**YOUR GOAL**: For the material that follows, return exactly the lines from the one with "range with a marker in this photo?" through the one with "Target: rocky ridge", both ends included.
□ □ □
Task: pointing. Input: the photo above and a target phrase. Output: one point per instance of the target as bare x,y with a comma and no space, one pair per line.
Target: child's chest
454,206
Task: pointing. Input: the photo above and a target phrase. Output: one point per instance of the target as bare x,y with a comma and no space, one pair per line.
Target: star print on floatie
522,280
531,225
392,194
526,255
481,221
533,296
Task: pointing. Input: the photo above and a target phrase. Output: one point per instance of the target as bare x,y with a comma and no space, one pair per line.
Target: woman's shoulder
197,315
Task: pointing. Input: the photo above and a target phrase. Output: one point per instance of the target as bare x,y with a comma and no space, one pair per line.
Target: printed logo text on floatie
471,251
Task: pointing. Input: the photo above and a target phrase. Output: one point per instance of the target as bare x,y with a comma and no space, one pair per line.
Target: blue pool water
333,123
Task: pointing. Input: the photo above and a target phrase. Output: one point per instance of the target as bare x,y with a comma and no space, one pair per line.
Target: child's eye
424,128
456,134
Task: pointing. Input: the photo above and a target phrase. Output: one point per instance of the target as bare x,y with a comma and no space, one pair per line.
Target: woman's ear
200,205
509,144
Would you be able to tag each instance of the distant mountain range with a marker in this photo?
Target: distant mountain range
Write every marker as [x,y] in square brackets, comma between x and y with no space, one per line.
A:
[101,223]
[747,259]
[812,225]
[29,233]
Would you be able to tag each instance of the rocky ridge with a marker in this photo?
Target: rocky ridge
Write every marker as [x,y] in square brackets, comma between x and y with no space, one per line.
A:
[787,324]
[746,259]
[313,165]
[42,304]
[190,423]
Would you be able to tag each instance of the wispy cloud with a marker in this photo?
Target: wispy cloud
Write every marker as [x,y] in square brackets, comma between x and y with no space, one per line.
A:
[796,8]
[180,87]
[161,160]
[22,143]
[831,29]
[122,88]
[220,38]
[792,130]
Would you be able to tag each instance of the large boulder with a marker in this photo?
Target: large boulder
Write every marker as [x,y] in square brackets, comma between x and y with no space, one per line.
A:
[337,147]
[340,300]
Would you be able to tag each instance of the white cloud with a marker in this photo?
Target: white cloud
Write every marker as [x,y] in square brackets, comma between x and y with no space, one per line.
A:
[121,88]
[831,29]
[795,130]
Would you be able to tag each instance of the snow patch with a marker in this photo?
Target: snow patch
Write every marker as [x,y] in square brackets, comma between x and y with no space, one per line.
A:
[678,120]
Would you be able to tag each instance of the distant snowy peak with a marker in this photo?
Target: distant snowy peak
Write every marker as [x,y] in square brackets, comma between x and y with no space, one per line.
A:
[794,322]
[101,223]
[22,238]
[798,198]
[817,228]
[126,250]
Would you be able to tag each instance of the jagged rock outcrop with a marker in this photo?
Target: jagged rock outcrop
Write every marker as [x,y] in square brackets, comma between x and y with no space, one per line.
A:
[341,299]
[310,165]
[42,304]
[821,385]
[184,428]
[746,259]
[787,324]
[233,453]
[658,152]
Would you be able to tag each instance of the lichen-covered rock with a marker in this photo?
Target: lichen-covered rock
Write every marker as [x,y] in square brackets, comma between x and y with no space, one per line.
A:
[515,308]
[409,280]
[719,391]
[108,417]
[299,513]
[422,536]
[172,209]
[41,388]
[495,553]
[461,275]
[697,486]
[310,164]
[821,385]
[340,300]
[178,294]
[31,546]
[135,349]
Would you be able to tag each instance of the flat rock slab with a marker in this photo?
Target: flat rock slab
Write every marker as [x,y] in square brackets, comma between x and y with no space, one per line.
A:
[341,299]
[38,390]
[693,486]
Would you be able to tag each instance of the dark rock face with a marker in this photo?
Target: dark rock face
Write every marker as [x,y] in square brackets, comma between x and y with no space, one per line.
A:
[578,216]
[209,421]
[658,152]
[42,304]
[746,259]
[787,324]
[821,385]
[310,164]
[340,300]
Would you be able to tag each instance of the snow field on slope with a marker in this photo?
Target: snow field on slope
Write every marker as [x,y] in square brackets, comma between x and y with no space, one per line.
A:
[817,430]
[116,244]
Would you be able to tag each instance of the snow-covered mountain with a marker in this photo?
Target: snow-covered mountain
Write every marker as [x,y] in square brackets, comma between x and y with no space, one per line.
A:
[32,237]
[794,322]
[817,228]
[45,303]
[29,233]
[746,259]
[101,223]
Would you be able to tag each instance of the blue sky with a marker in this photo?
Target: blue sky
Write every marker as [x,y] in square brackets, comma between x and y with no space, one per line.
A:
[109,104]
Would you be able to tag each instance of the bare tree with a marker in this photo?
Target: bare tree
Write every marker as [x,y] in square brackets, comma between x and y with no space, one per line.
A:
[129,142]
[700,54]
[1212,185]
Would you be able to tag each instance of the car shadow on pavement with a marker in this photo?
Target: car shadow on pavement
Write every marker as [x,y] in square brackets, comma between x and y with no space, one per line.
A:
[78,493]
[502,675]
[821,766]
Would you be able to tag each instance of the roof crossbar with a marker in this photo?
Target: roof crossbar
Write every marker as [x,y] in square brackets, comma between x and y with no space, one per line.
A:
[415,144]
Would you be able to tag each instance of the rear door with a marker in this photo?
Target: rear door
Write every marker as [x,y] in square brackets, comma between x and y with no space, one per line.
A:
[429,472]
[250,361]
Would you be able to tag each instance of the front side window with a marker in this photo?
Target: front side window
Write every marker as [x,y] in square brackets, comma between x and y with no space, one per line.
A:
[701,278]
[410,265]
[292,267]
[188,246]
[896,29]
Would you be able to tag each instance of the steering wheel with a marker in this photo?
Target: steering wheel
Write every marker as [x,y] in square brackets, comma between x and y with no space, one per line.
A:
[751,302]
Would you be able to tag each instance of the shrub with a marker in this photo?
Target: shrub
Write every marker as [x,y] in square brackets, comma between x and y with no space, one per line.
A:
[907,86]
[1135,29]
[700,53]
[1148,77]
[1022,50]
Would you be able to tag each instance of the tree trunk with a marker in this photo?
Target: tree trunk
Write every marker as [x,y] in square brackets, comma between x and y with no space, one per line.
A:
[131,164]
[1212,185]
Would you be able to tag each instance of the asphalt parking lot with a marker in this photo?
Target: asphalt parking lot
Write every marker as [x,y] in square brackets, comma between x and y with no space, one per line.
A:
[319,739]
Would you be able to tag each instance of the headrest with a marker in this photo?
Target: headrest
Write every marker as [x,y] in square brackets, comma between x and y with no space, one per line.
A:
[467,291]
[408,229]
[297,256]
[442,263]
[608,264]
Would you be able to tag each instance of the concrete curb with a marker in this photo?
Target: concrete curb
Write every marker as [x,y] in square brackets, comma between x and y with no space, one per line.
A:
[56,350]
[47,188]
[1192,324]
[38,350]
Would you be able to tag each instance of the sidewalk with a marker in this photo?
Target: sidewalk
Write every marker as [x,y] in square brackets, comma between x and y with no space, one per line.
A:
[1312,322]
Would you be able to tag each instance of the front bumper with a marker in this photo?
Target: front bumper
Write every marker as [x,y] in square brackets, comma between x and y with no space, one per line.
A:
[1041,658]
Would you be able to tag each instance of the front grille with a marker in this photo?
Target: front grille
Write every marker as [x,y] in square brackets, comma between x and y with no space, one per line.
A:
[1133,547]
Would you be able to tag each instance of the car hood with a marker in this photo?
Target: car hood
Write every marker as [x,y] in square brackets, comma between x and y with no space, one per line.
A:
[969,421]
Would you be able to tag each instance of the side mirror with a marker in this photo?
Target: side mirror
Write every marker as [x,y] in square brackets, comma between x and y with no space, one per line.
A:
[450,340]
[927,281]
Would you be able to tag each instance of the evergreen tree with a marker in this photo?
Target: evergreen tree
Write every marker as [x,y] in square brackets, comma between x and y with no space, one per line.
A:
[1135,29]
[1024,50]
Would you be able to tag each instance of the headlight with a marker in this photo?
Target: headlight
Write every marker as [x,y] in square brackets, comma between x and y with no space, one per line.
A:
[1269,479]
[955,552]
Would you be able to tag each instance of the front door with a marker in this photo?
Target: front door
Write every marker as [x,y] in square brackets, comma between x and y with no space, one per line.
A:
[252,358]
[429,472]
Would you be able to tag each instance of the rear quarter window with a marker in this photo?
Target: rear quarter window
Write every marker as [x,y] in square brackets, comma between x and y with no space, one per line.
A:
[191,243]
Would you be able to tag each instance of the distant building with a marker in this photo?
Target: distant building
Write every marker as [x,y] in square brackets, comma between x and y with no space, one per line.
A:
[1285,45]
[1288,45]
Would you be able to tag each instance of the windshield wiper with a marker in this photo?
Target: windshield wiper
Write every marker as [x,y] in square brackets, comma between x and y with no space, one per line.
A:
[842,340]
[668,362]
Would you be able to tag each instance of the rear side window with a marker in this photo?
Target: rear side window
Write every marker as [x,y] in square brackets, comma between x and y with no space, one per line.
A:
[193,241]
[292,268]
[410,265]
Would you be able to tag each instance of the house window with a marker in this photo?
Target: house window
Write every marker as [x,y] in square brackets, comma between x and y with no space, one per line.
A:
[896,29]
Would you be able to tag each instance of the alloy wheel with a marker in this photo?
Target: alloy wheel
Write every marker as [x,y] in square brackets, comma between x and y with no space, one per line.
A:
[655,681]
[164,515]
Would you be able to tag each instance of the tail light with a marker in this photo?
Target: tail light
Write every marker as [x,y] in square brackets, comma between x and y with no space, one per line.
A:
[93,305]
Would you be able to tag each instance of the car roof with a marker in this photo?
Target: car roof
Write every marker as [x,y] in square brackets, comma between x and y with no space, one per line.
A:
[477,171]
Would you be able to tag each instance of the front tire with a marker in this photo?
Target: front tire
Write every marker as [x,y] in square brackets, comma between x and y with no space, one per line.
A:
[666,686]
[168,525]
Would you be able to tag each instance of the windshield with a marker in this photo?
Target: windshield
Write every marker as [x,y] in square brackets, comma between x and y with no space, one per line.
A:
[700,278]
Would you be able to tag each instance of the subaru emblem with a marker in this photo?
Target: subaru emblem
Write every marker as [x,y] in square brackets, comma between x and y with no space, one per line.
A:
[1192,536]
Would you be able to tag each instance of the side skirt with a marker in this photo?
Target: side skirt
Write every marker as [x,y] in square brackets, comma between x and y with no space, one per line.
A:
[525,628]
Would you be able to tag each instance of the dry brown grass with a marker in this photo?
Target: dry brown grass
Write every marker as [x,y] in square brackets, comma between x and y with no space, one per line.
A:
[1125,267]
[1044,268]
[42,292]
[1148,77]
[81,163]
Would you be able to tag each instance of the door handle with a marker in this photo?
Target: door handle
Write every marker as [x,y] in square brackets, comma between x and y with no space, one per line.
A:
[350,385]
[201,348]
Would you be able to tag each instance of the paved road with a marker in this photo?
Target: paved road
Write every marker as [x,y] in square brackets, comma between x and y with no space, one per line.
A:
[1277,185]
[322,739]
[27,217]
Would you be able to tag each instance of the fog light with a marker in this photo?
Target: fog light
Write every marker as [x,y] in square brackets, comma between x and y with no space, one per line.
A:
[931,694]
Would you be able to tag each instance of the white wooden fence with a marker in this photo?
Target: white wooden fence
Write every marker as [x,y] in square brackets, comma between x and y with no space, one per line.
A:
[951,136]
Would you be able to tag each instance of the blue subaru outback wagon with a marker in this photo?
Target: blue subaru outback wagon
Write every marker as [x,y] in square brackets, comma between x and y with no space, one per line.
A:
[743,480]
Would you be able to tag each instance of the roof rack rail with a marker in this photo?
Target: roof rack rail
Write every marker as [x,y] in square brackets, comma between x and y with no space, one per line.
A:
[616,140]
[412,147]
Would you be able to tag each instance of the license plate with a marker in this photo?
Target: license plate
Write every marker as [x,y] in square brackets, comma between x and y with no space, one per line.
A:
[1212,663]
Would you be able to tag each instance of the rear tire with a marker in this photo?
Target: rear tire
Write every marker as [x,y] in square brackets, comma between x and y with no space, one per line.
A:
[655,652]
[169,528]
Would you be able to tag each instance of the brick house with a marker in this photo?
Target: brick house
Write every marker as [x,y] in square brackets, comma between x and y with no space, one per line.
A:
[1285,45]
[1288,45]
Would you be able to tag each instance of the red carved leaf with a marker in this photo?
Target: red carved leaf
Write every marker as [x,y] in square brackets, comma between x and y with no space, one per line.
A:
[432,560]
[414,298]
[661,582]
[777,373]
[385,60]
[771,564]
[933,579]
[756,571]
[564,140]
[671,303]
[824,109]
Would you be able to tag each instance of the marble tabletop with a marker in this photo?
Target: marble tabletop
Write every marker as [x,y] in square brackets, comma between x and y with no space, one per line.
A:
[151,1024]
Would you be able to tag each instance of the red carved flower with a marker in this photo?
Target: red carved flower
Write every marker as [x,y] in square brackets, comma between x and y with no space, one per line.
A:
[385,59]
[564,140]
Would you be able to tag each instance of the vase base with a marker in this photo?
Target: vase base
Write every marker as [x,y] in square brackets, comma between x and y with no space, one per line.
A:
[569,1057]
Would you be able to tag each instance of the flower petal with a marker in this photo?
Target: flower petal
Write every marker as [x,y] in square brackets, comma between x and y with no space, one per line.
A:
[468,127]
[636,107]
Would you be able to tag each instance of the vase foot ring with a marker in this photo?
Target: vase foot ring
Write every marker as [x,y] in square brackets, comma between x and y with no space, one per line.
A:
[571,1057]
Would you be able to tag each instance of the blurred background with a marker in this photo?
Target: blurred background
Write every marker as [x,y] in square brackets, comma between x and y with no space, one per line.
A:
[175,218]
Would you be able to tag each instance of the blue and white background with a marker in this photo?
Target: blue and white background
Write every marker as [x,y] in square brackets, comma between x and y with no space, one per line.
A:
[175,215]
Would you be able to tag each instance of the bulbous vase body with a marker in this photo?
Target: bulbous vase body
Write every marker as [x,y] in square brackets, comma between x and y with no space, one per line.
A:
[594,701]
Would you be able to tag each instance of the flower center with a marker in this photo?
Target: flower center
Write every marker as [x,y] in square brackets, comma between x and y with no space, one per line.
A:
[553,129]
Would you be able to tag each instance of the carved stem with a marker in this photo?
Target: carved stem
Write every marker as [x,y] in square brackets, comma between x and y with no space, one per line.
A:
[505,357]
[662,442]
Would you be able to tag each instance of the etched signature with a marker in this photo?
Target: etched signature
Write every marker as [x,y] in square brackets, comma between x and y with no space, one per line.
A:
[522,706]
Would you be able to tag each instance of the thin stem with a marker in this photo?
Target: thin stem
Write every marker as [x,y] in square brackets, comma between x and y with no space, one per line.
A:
□ □ □
**RESULT FOR THIS TASK**:
Would you be able to tag each instance of the distant mountain range with a marker in this photo?
Target: distant mountain range
Write every marker as [x,y] in square brackets, comma between x and y with no space, one per line.
A:
[101,223]
[747,259]
[812,225]
[29,233]
Would you be able to tag each instance of the rocky ridge with a marker in this photo?
Target: rocky ridge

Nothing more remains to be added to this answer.